##### AVAILABLE DATA

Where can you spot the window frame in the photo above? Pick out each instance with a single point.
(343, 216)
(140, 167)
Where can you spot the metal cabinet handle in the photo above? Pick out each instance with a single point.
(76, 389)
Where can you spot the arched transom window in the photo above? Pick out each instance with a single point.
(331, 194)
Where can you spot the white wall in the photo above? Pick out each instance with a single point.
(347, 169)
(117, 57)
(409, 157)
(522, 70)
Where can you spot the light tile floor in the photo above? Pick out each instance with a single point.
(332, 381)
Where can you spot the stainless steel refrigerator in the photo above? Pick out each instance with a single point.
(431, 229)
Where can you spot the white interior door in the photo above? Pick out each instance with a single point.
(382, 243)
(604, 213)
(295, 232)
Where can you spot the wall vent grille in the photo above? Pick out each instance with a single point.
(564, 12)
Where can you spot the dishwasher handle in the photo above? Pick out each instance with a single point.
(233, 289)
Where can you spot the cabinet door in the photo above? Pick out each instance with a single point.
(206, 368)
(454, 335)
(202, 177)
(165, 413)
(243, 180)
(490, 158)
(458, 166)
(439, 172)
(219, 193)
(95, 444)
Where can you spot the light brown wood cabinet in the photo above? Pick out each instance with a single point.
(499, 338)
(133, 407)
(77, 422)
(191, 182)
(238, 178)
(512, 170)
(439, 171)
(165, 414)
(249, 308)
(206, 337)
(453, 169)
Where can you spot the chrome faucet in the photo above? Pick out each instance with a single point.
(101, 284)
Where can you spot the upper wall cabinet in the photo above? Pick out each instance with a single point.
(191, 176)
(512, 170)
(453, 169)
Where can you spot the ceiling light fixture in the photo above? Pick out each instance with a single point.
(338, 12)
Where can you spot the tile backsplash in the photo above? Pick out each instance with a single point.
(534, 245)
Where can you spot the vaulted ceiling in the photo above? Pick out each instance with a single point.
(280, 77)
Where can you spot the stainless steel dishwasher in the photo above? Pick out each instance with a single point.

##########

[INSTRUCTIONS TO FOLLOW] Rename "vaulted ceiling" to "sloped ceiling" in the listing, from the line that contains "Where can you spot the vaulted" up to and including its final line. Give only those lines, with everything else unchanged.

[EXPECTED ANSWER]
Where can you spot the sloped ceiling in the photo above? Pick out each instance with a single point.
(280, 77)
Where can you spot the stainless steel dishwasher in the photo above? Pick out each instance with a single point.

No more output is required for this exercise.